Collection entries:
○ ○ ○ ○ ○ ○ ○

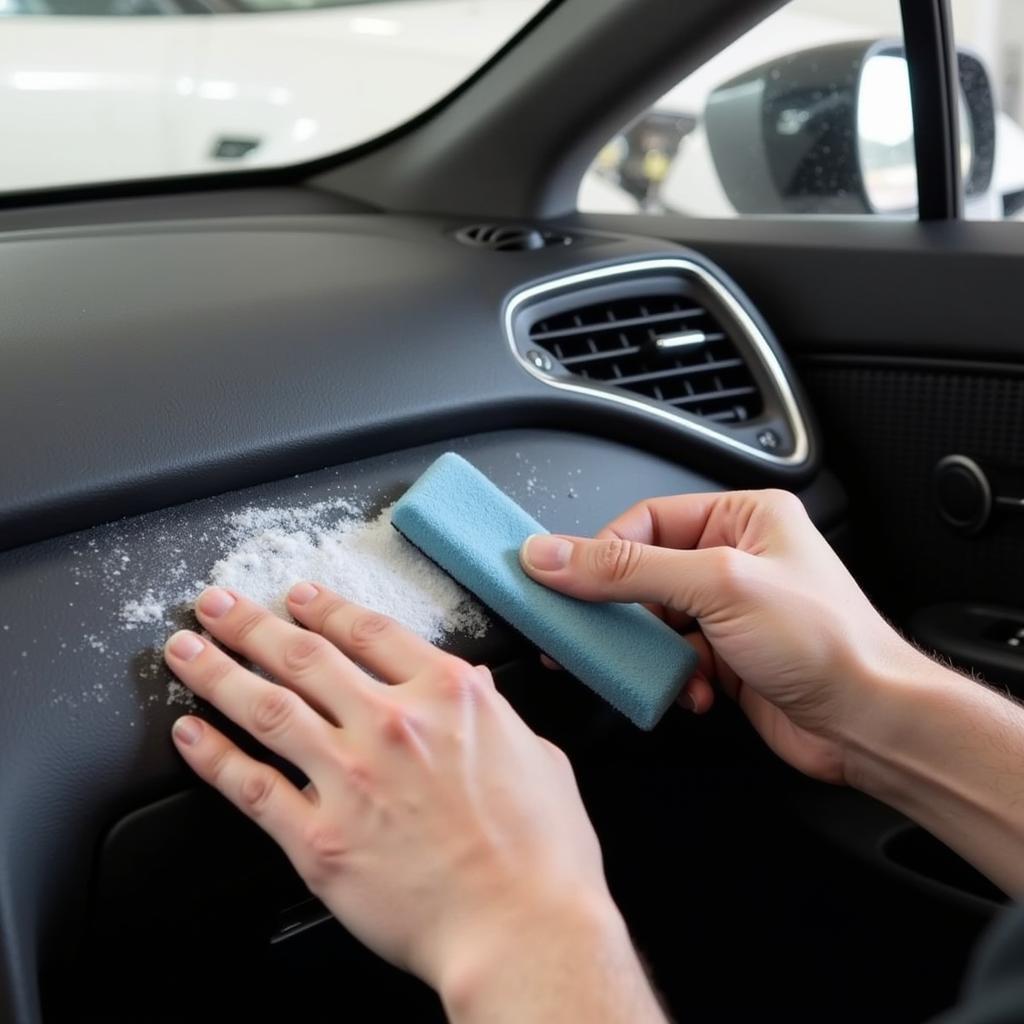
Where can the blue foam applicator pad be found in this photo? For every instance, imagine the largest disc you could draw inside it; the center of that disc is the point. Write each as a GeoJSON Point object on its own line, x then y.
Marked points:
{"type": "Point", "coordinates": [473, 530]}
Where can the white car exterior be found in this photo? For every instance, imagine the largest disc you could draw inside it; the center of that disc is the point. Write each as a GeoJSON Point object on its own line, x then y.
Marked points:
{"type": "Point", "coordinates": [109, 98]}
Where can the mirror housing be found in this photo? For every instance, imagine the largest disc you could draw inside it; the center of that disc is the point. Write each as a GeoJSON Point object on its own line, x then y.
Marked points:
{"type": "Point", "coordinates": [788, 136]}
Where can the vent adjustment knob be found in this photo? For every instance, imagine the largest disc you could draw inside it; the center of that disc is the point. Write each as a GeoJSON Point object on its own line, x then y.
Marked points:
{"type": "Point", "coordinates": [963, 494]}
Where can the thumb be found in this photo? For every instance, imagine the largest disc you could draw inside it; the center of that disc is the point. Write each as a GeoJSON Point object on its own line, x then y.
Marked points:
{"type": "Point", "coordinates": [615, 569]}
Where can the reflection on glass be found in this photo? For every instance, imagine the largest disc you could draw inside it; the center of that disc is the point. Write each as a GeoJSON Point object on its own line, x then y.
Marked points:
{"type": "Point", "coordinates": [885, 135]}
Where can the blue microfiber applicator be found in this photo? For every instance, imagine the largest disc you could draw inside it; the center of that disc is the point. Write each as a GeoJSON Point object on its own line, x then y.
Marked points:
{"type": "Point", "coordinates": [473, 530]}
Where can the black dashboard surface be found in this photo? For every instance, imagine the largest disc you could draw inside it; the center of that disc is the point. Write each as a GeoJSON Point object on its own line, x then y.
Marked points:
{"type": "Point", "coordinates": [145, 365]}
{"type": "Point", "coordinates": [87, 705]}
{"type": "Point", "coordinates": [152, 370]}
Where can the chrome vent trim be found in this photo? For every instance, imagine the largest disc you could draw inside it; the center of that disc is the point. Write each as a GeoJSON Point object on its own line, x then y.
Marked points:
{"type": "Point", "coordinates": [757, 347]}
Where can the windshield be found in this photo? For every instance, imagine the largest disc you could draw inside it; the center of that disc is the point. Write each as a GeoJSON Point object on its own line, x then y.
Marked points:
{"type": "Point", "coordinates": [104, 90]}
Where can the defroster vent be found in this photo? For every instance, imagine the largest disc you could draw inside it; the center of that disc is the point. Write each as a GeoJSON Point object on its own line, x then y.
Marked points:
{"type": "Point", "coordinates": [666, 347]}
{"type": "Point", "coordinates": [669, 340]}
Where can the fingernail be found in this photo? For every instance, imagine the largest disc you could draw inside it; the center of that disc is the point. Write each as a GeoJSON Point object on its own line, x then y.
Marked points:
{"type": "Point", "coordinates": [184, 645]}
{"type": "Point", "coordinates": [186, 730]}
{"type": "Point", "coordinates": [216, 602]}
{"type": "Point", "coordinates": [547, 553]}
{"type": "Point", "coordinates": [302, 593]}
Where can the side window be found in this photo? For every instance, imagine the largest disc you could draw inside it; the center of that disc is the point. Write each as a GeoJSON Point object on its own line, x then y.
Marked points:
{"type": "Point", "coordinates": [808, 113]}
{"type": "Point", "coordinates": [990, 42]}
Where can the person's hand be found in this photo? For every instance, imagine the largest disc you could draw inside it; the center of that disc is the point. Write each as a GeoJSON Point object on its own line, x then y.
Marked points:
{"type": "Point", "coordinates": [776, 617]}
{"type": "Point", "coordinates": [436, 825]}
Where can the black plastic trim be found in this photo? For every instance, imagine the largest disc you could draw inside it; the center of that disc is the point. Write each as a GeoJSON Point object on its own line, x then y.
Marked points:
{"type": "Point", "coordinates": [931, 52]}
{"type": "Point", "coordinates": [857, 285]}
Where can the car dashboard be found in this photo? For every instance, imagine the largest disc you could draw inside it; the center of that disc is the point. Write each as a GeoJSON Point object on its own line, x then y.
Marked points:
{"type": "Point", "coordinates": [163, 376]}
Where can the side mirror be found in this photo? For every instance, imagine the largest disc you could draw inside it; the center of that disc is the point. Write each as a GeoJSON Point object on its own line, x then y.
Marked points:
{"type": "Point", "coordinates": [830, 130]}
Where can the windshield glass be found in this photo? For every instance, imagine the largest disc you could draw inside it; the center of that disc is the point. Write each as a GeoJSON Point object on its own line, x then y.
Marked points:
{"type": "Point", "coordinates": [104, 90]}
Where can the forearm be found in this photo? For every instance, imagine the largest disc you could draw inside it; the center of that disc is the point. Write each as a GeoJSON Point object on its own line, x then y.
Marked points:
{"type": "Point", "coordinates": [949, 754]}
{"type": "Point", "coordinates": [578, 965]}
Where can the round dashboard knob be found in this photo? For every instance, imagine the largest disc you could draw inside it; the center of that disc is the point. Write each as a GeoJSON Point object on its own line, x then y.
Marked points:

○ ○ ○ ○ ○ ○ ○

** TO BE DONE **
Can you reproduce all of the records above word for word, leaving the pictures out?

** EXERCISE ANSWER **
Where can the blue foam applicator pad be found in this photo? For every instance, imagine the largest disc you could draw inside it; the center of that disc is the point. Write each as a GeoJSON Point object on its own line, x then y.
Marked points:
{"type": "Point", "coordinates": [473, 530]}
Where can the white car exterior be found in this photo? For every instance, imagine the largest disc you could draw inside it; the center of that disc is the point. Write each as a GeoJSON Point object on its own line, x then y.
Marked points:
{"type": "Point", "coordinates": [109, 98]}
Where can the mirror housing be found in this photo? For every instance, imagine the largest disc you could draw inside it; the center of that disc is the point. Write each as a GeoJSON Point object on its own line, x then y.
Marked points:
{"type": "Point", "coordinates": [788, 136]}
Where can the vent adjustment knob be found in this photo? For every instance, imagine the largest disc you could draw inside it; the center of that disc is the point. Write each as a GeoJSON Point object on its own line, x then y.
Marked points:
{"type": "Point", "coordinates": [963, 494]}
Where can the thumb be found in this photo? For every instance, imagine the largest disc you could draw inside it; the center of that disc is the point. Write each as a GeoJSON Point object on its own line, x then y.
Marked points:
{"type": "Point", "coordinates": [615, 569]}
Where can the reflection on glass be found in this photo? For every instance, imagine the largest disc you could draw inside it; the center of that disc is the point. Write each as a GeoJSON Point object on its own line, x then y.
Marked points:
{"type": "Point", "coordinates": [885, 135]}
Where can the blue microfiber applicator be found in this photo? For every instance, imagine the largest disc you could draw inside it; the center of that disc is the point. Write each as a GeoJSON Point object on its own line, x then y.
Marked points:
{"type": "Point", "coordinates": [473, 530]}
Where can the black dashboard surface be found in this photo? For every instance, imagine the largest disc you could draw inside it; the center of that disc is the point. Write each as a GeoJSON Point object on its own line, x then y.
Marked points:
{"type": "Point", "coordinates": [145, 365]}
{"type": "Point", "coordinates": [87, 705]}
{"type": "Point", "coordinates": [152, 370]}
Where can the chrome vent trim be found in this photo? For every instance, imagine the largest disc you could draw inside it; the center of that disc is the point. Write each as a GeoJSON Point object on its own line, x then y.
Marked points:
{"type": "Point", "coordinates": [757, 347]}
Where can the windshield be found in this photo? For every instance, imagine the largest disc you could draw inside it; the center of that disc is the point. Write each as a GeoJSON Point object on its own line, x then y.
Marked points:
{"type": "Point", "coordinates": [104, 90]}
Where can the defroster vent be found in this photo? For every instance, imagine the largest disc you could draw inside it; the center of that disc is the point. Write each as a GeoJSON Point object on its own line, x then y.
Marked points:
{"type": "Point", "coordinates": [666, 347]}
{"type": "Point", "coordinates": [669, 340]}
Where can the fingernail be found in this photo? For every instance, imagine the largest disc you could draw inside it; the center of that disc is the point. Write each as a GeoJSON Point object on its own line, x then y.
Marked points:
{"type": "Point", "coordinates": [184, 645]}
{"type": "Point", "coordinates": [186, 730]}
{"type": "Point", "coordinates": [216, 602]}
{"type": "Point", "coordinates": [547, 553]}
{"type": "Point", "coordinates": [302, 593]}
Where can the side window be found in this photo? For every instance, imagine the largest disc you could draw inside it; the center of that disc is the point. Write each as a GeoJSON Point object on its own line, x then y.
Marked points:
{"type": "Point", "coordinates": [808, 113]}
{"type": "Point", "coordinates": [990, 42]}
Where can the person's hand be found in this photo? For every instance, imagine the largest disc you could draw inside it; the center of that disc is the point. Write each as a GeoJSON Point object on its own line, x then y.
Marked points:
{"type": "Point", "coordinates": [776, 617]}
{"type": "Point", "coordinates": [436, 825]}
Where can the black plastic trim be found in this photo? For every instance, imagine the largest disc you could draw inside it; the center of that disc is the point. Write each as a GeoJSON Point object on its own line, x then y.
Marked points:
{"type": "Point", "coordinates": [931, 52]}
{"type": "Point", "coordinates": [857, 285]}
Where can the car dashboard be found in this photo? For every instance, imagine the largest disc you could draw inside it; the center of that disc is the point. Write each as a GeoJSON Point object on its own line, x then y.
Marked points:
{"type": "Point", "coordinates": [163, 376]}
Where can the side mirror be found in this photo? For every instance, imagine the largest disc you could draw inside it; the center of that disc is the point. Write each as a GeoJSON Point object on its own line, x then y.
Marked points:
{"type": "Point", "coordinates": [830, 130]}
Where can the windshield glass be found in this photo? For every instance, imagine the largest disc you could draw inside it; the center of that disc is the point. Write each as a GeoJSON Point object on its own line, x then y.
Marked points:
{"type": "Point", "coordinates": [104, 90]}
Where can the forearm be found in this photo? For every instance, imagine the largest disc you could draw inside it; the center of that disc is the point. Write each as a GeoJSON Point object on its own line, x then y.
Marked points:
{"type": "Point", "coordinates": [949, 754]}
{"type": "Point", "coordinates": [578, 965]}
Where can the round dashboard knob be found in this photo? For every instance, imagine the largest disc you could draw inside it; the center of that disc is the point. Write each as a GeoJSON Point object on its own line, x then y.
Marked points:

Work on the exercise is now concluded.